ABOUT THIS EXERCISE: Continue the abstract below on legged robot locomotion using egocentric vision, starting after its final sentence.

SUPPLIED TEXT:
Legged Locomotion in Challenging Terrains
using Egocentric Vision

Ananye Agarwal*1    ‪Ashish Kumar*2    Jitendra Malik2    Deepak Pathak1
1Carnegie Mellon University          2UC Berkeley CoRL 2022 Oral Presentation


Animals are capable of precise and agile locomotion using vision. Replicating this ability has been a long-standing goal in robotics. The traditional approach has been to decompose this problem into elevation mapping and foothold planning phases. The elevation mapping, however, is susceptible to failure and large noise artifacts, requires specialized hardware, and is biologically implausible. In this paper, we present the first end-to-end locomotion system capable of traversing stairs, curbs, stepping stones, and gaps. We show this result on a medium-sized quadruped robot using a single front-facing depth camera. The small size of the robot necessitates discovering specialized gait patterns not seen elsewhere. The egocentric camera requires the policy to remember past information to estimate the terrain under its hind feet. We train our policy in simulation. Training has two phases - first, we train a policy using reinforcement learning with a cheap-to-compute variant of depth image and then in phase 2 distill it into the final policy that uses depth using supervised learning. The resulting policy transfers to the real world without any fine-tuning and can traverse a large variety of terrain while being robust to perturbations like pushes, slippery surfaces, and rocky terrain.

RECORDS:
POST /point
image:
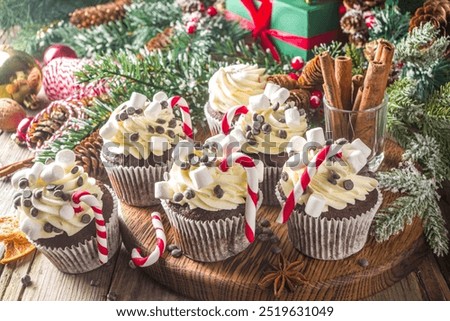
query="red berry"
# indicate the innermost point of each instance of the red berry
(314, 101)
(317, 93)
(297, 63)
(211, 11)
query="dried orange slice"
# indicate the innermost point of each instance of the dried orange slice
(15, 242)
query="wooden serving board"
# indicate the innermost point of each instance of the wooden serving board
(237, 278)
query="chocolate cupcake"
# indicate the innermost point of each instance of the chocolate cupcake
(208, 203)
(138, 140)
(230, 86)
(70, 218)
(330, 219)
(269, 125)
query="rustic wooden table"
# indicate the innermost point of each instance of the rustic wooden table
(118, 281)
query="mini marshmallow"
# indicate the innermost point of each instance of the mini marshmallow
(160, 96)
(137, 100)
(296, 144)
(292, 117)
(159, 143)
(258, 103)
(67, 212)
(153, 110)
(65, 157)
(356, 160)
(270, 89)
(316, 135)
(34, 172)
(280, 96)
(358, 144)
(163, 190)
(315, 205)
(201, 177)
(52, 172)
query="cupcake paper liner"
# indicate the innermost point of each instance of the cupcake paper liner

TASK RESULT:
Stepping Stones and Gaps

The robot is able to step over bar stools in various configurations and adapt the step size to cross large gaps. Since there is no vision near the hind feet, the robot must remember the location of the bar stools and place hind feet accordingly.

Stairs and Curbs

The robot is able to climb stairs upto 24cm high and only 30cm wide while climbing curbs upto 26cm high. Our policy generalizes to different stairs and curbs under a variety of lighting conditions. On out-of-distribution stairs and curbs, the robot initially gets stuck but is eventually able to traverse them using an emergent climbing up behavior.

Unstructured Terrain

The robot can traverse unstructured terrain that does not fall into one of the categories it is trained on. This shows the generalization capabilities of our system.

Locomotion in the dark

The depth camera projects a pattern using infrared light and is able to accurately estimate depth even when there is little to no ambient light.

More Videos


The trained policy is robust to large forces (5kg weight throws from large height) and slippery surfaces (water poured on plastic sheet).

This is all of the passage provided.